▸ **WHAT IS BEING ASKED**
Return every line of the material below as a JSON list of strings, one string per line, leaving out blank lines.
┄┄┄┄┄┄┄┄┄┄
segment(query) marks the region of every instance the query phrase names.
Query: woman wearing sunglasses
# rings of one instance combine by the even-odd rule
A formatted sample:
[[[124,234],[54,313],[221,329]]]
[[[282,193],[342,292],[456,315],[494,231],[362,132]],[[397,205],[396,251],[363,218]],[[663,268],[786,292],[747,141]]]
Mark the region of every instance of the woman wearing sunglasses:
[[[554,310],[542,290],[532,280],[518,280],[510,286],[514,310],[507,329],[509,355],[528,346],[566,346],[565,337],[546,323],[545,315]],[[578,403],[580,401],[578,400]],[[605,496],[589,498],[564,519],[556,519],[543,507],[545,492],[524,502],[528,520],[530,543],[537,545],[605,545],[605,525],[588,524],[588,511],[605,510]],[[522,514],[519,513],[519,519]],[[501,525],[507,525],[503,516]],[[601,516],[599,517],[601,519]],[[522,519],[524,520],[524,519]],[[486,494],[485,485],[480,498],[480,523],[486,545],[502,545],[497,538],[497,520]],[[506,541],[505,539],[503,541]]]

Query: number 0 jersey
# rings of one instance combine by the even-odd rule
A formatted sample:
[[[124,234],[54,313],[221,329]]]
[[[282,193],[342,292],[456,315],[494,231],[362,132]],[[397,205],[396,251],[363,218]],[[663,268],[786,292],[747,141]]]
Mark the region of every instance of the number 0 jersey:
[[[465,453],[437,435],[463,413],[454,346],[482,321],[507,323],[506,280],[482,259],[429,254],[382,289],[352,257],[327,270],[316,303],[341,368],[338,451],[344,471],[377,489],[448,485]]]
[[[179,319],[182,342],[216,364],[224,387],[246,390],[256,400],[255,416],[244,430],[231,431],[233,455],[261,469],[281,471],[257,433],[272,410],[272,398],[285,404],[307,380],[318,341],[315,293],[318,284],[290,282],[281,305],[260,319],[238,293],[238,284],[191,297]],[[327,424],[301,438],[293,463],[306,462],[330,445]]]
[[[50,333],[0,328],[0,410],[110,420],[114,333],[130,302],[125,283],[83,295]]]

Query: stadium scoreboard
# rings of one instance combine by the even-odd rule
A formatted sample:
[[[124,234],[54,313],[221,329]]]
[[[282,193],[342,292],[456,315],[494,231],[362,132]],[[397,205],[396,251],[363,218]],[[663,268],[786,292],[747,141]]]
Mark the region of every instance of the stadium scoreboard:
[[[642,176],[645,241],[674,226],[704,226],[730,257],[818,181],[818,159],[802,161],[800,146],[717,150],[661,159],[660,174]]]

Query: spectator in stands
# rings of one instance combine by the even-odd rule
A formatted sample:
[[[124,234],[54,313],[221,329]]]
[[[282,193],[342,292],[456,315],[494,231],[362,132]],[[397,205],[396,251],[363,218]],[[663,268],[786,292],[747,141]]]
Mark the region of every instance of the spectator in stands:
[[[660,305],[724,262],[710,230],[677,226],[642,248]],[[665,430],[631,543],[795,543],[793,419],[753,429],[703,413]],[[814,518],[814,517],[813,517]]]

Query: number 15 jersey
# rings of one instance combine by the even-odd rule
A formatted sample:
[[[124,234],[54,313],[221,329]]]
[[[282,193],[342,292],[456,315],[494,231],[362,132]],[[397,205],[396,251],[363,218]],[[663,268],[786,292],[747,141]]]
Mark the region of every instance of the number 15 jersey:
┄┄┄┄┄┄┄┄┄┄
▸ **ANSWER FOR THIS EXERCISE**
[
  "segment(query) marks the region of every instance the query phrase names.",
  "Query: woman wearing sunglasses",
  "# rings of one instance combine by the even-odd rule",
  "A formatted sample:",
  "[[[124,234],[54,313],[221,329]]]",
  "[[[282,193],[342,292],[456,315],[494,231],[362,132]],[[397,205],[396,251],[363,218]],[[663,268],[786,292],[747,141]]]",
  "Mark the region of every instance of the woman wearing sunglasses:",
  "[[[554,310],[542,290],[532,280],[518,280],[510,286],[514,310],[507,329],[509,355],[528,346],[566,346],[565,337],[546,323],[545,315]],[[578,403],[580,401],[578,400]],[[605,496],[589,498],[564,519],[556,519],[543,507],[545,492],[524,502],[528,520],[530,543],[537,545],[605,545],[605,525],[588,524],[588,511],[605,510]],[[522,514],[519,513],[519,519]],[[501,525],[507,525],[503,516]],[[601,516],[599,517],[601,519]],[[522,519],[524,520],[524,519]],[[486,494],[485,485],[480,498],[480,523],[486,545],[502,545],[497,538],[497,520]],[[506,541],[505,539],[503,541]]]",
  "Query: number 0 jersey",
  "# rings of one instance combine by the even-odd rule",
  "A formatted sample:",
  "[[[124,234],[54,313],[221,329]]]",
  "[[[282,193],[342,292],[456,315],[494,231],[362,132]],[[397,205],[396,251],[363,218]],[[663,268],[786,292],[747,141]]]",
  "Mark the region of every instance of the number 0 jersey:",
  "[[[465,453],[437,435],[463,413],[454,346],[482,321],[507,323],[506,280],[482,259],[429,254],[382,289],[352,257],[327,270],[316,303],[341,368],[338,451],[344,471],[377,489],[448,485]]]",
  "[[[179,319],[182,342],[216,364],[224,387],[246,390],[256,400],[255,416],[244,430],[231,431],[233,455],[261,469],[281,471],[257,433],[272,410],[272,398],[285,404],[307,380],[318,341],[315,293],[318,284],[290,282],[281,305],[260,319],[238,293],[238,284],[191,297]],[[327,424],[301,438],[293,463],[306,462],[330,445]]]",
  "[[[50,333],[0,328],[0,410],[110,420],[114,333],[130,302],[125,283],[83,295]]]",
  "Query: stadium scoreboard",
  "# rings of one instance combine by the even-odd rule",
  "A formatted sample:",
  "[[[124,234],[54,313],[221,329]]]",
  "[[[282,193],[342,292],[456,315],[494,231],[362,132]],[[397,205],[396,251],[363,218]],[[663,268],[786,292],[747,141]]]",
  "Mark the region of every instance of the stadium scoreboard:",
  "[[[642,176],[645,241],[674,226],[704,226],[730,257],[818,181],[818,159],[802,161],[800,146],[717,150],[661,159],[660,174]]]",
  "Query: spectator in stands",
  "# rings of one instance combine by the even-odd rule",
  "A formatted sample:",
  "[[[124,234],[54,313],[221,329]]]",
  "[[[282,193],[342,292],[456,315],[494,231],[362,132]],[[397,205],[396,251],[363,218]],[[663,268],[786,292],[747,141]]]",
  "Mark the region of every instance of the spectator in stands:",
  "[[[660,305],[724,262],[710,230],[677,226],[642,248]],[[665,430],[631,543],[795,543],[793,419],[753,429],[703,413]],[[814,518],[814,517],[813,517]]]",
  "Query: number 15 jersey",
  "# rings of one instance combine by the even-odd rule",
  "A formatted sample:",
  "[[[124,234],[54,313],[221,329]]]",
  "[[[282,193],[342,292],[456,315],[494,231],[362,132]],[[397,205],[396,251],[363,218]],[[663,268],[786,292],[747,141]]]",
  "Mark the region of every instance of the number 15 jersey:"
]